__Bloque de texto__
────────

Angustiado por no poder fijar la fecha de este accidente y no teniendo a quien consultar a los efectos de rectificación en la medida que todos los que intervinieron en el hecho fallecieron hace años, acudí a una vecina, la única sobreviviente en esta calle de las primeras familias que poblaron este barrio hace más de 70 años. Doña Rosa Bernardino. Tiene más de 88 años. Llegó a esta calle en 1922 cuando ella tenía 15 años y estaba recién casada. Para ella, todo sucedió en 1945.
Ella recuerda que esa noche “Vide mucho barullo en tu casa. Creíbamos que alguien estaba muy malo porque vimos entrar al padre. Luego nos dijeron que alguien se había caído. Nunca nos imaginamos que era Señor San José. Pero luego vimos al niño. Tenía quebraditas las manos y los deditos. Tu papá lo dejó bien chulo. Cuando pasábamos por tu casa nos santiguábamos. Yo hasta le llevé flores”.

────────

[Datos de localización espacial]
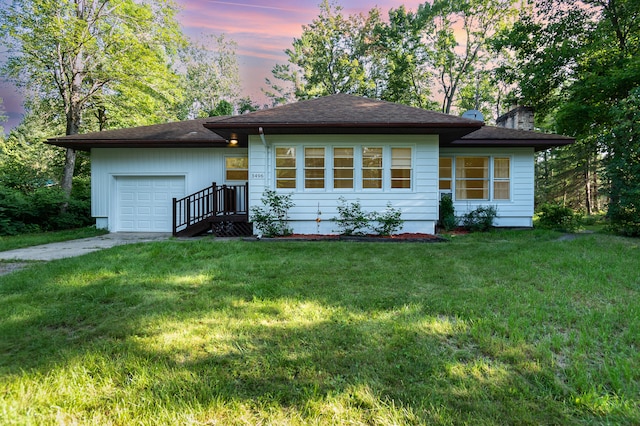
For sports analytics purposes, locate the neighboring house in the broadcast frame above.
[48,94,573,235]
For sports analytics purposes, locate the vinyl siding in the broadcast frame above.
[249,135,438,233]
[91,148,247,223]
[440,148,534,227]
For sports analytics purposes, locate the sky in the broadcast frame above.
[0,0,425,132]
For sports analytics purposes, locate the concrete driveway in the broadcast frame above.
[0,232,171,261]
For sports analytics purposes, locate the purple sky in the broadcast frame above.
[0,0,425,131]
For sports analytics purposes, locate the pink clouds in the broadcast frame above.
[178,0,424,103]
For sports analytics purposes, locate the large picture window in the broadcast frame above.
[456,157,489,200]
[276,147,296,189]
[391,148,411,189]
[362,147,382,189]
[304,148,324,189]
[333,148,354,189]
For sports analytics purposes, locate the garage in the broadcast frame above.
[115,176,185,232]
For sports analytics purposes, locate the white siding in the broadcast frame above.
[91,148,247,229]
[249,134,438,234]
[440,148,534,227]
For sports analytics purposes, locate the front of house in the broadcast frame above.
[49,95,572,234]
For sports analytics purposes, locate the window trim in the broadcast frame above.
[438,156,513,203]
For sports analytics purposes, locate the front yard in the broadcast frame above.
[0,231,640,425]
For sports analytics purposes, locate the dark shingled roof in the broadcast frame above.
[47,117,232,150]
[47,94,573,150]
[205,94,482,141]
[446,126,575,151]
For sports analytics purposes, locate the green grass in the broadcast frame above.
[0,227,109,251]
[0,231,640,425]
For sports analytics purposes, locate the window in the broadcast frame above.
[493,158,511,200]
[224,157,249,181]
[304,148,324,189]
[333,148,353,189]
[276,147,296,189]
[362,147,382,189]
[391,148,411,189]
[438,157,453,191]
[456,157,489,200]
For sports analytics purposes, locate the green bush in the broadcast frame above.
[538,204,582,232]
[438,194,458,231]
[370,203,404,235]
[462,206,498,232]
[251,189,295,237]
[0,181,92,235]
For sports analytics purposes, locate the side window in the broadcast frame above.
[333,148,354,189]
[456,157,489,200]
[493,158,511,200]
[304,148,324,189]
[276,147,296,189]
[225,157,249,181]
[362,147,382,189]
[391,148,411,189]
[438,157,453,191]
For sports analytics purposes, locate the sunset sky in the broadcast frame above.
[0,0,424,131]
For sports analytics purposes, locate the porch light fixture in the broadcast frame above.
[229,133,238,145]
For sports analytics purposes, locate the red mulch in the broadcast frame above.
[277,232,438,240]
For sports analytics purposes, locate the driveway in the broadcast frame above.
[0,232,171,266]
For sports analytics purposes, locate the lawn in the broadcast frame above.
[0,231,640,425]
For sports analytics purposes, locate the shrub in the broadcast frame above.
[370,203,404,235]
[333,197,370,235]
[438,194,458,231]
[251,189,295,237]
[538,204,582,232]
[462,206,498,232]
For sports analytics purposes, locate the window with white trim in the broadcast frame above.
[362,147,383,189]
[333,148,354,189]
[455,157,489,200]
[493,157,511,200]
[438,157,453,191]
[304,148,324,189]
[391,148,411,189]
[224,157,249,181]
[276,146,297,189]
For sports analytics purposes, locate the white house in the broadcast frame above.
[48,94,573,235]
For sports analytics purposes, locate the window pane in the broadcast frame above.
[362,179,382,189]
[224,157,249,181]
[440,158,452,179]
[493,181,511,200]
[493,158,510,179]
[333,148,354,189]
[276,147,296,188]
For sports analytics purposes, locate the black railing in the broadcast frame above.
[173,182,249,235]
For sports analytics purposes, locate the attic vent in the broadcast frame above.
[462,109,484,121]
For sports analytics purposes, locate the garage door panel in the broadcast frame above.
[116,176,185,232]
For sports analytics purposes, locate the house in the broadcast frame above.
[48,94,573,235]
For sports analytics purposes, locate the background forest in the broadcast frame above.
[0,0,640,236]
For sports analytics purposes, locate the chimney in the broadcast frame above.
[496,107,533,131]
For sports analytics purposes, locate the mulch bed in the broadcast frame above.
[245,233,448,243]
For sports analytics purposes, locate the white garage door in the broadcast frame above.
[116,176,185,232]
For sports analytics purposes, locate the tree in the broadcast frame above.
[496,0,640,214]
[429,0,515,114]
[0,0,184,195]
[179,35,240,119]
[265,0,380,104]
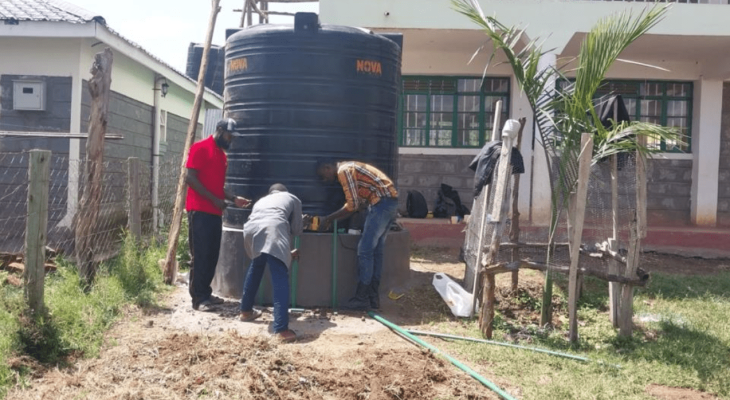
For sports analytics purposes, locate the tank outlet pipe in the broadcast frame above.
[368,311,516,400]
[332,220,337,310]
[408,329,621,368]
[291,236,299,309]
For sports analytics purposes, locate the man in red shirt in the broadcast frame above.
[185,118,251,311]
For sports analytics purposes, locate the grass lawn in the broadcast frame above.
[0,239,165,399]
[426,272,730,399]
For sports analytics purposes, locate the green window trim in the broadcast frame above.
[398,75,510,148]
[556,79,694,154]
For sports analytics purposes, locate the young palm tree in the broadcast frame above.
[452,0,681,330]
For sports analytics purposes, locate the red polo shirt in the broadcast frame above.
[185,136,228,215]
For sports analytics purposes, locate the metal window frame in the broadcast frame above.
[556,78,694,154]
[398,75,512,149]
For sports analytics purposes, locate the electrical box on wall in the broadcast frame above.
[13,81,46,111]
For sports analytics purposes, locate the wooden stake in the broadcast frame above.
[479,124,513,339]
[23,150,51,314]
[164,0,221,285]
[608,154,622,328]
[471,100,502,318]
[509,117,527,292]
[619,136,647,337]
[74,48,114,286]
[568,133,593,343]
[127,157,142,240]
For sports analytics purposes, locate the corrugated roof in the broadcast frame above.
[0,0,104,24]
[0,0,223,100]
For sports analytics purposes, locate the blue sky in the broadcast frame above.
[66,0,319,72]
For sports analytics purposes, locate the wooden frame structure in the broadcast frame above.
[473,124,649,342]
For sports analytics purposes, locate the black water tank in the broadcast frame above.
[224,13,401,226]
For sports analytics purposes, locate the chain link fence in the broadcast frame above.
[0,151,180,264]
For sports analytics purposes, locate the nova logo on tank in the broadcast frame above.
[357,60,383,76]
[228,57,248,74]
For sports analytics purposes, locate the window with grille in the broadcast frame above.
[560,80,693,153]
[399,76,509,148]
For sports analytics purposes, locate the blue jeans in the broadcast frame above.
[357,198,398,285]
[241,253,289,333]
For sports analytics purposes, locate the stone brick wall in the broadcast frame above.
[0,75,71,253]
[717,82,730,227]
[398,154,474,215]
[647,160,692,226]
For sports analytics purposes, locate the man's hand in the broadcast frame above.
[319,216,332,232]
[233,196,251,208]
[213,198,228,211]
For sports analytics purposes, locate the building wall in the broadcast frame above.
[717,82,730,226]
[397,154,474,215]
[0,75,71,253]
[646,160,692,226]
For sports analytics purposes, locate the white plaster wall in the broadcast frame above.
[81,40,207,123]
[0,36,81,77]
[320,0,730,49]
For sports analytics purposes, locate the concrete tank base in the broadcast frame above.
[212,227,411,307]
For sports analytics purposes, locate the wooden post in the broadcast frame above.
[608,154,623,328]
[127,157,142,240]
[164,0,221,285]
[568,133,593,343]
[479,123,513,339]
[74,48,114,286]
[618,136,647,337]
[471,100,502,318]
[23,150,51,314]
[509,117,527,292]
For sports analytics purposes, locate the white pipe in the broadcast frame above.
[152,76,161,233]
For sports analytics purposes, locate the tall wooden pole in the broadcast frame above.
[568,133,593,343]
[23,150,51,314]
[479,120,514,339]
[74,48,114,285]
[509,117,527,292]
[164,0,221,284]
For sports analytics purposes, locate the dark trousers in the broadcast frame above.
[188,211,223,306]
[236,253,289,333]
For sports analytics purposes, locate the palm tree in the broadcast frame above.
[452,0,681,331]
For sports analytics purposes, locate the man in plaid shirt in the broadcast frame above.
[317,161,398,310]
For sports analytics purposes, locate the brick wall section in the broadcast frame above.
[717,82,730,227]
[647,160,692,226]
[0,75,71,253]
[398,154,474,215]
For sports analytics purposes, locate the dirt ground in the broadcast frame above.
[8,248,730,400]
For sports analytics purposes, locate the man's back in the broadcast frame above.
[243,192,303,266]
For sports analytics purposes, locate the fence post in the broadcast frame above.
[23,150,51,314]
[127,157,142,240]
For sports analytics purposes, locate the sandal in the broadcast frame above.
[275,329,297,343]
[238,310,262,322]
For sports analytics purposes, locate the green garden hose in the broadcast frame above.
[368,311,516,400]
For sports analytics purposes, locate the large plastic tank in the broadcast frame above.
[224,13,400,227]
[213,13,410,306]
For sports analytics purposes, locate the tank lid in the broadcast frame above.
[294,12,319,32]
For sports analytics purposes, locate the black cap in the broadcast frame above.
[215,118,236,132]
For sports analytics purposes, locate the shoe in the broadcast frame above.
[193,300,218,311]
[368,279,380,310]
[274,329,297,343]
[238,310,261,322]
[344,282,370,311]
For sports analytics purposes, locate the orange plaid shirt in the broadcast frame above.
[337,161,398,211]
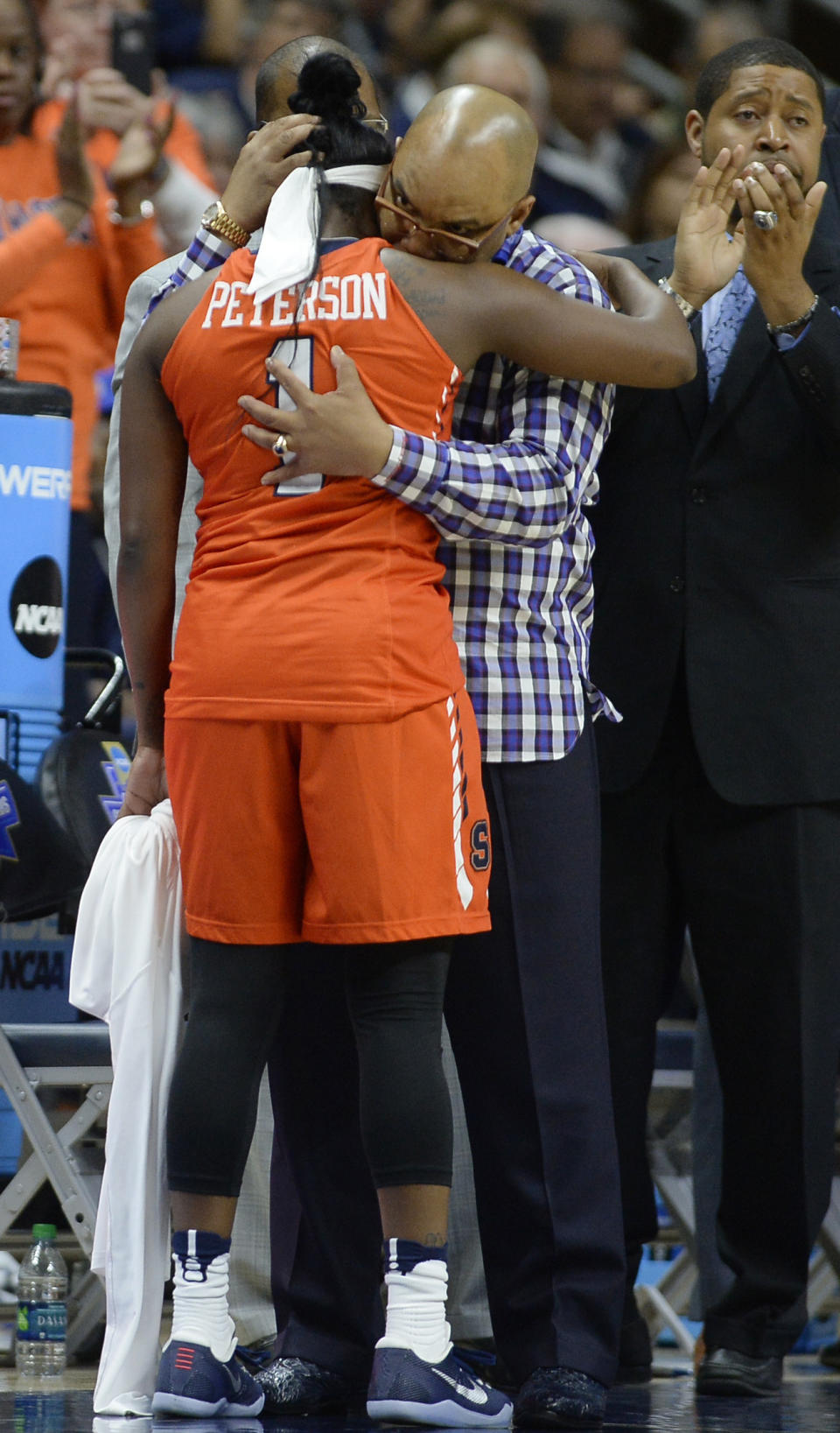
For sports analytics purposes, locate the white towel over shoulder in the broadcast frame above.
[70,801,185,1415]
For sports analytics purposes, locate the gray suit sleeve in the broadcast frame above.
[102,254,204,635]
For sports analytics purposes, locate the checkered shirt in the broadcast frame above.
[149,229,615,761]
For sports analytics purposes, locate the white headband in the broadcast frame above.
[247,165,387,304]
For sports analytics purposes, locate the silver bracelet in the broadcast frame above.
[656,278,699,322]
[766,294,820,335]
[108,200,155,229]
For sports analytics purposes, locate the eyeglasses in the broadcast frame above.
[374,165,516,263]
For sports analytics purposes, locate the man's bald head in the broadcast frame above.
[395,85,539,209]
[380,85,537,263]
[256,34,380,123]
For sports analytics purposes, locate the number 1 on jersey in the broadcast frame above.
[267,338,324,497]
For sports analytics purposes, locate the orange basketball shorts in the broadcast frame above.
[166,691,490,945]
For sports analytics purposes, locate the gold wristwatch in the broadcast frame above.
[200,200,251,249]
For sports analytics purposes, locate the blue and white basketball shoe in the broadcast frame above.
[367,1348,513,1429]
[152,1340,265,1419]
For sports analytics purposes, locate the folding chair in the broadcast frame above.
[635,1021,696,1354]
[0,1021,113,1352]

────────

__Conjunto de tareas__
A. Según el relato, ¿en qué año llegó doña Rosa Bernardino a la calle?
B. Resume en forma de lista el párrafo del relato que empieza con "Angustiado por no poder fijar", sin dejar fuera sus datos principales.

__Respuestas__
A. En 1922.

B.
- No se podía fijar la fecha del accidente ni consultar a nadie, porque todos los que participaron murieron hace años.
- Por eso se acudió a doña Rosa Bernardino, vecina y única sobreviviente en la calle de las primeras familias que poblaron el barrio hace más de 70 años.
- Tiene más de 88 años.
- Llegó a la calle en 1922, con 15 años y recién casada.
- Para ella, todo pasó en 1945.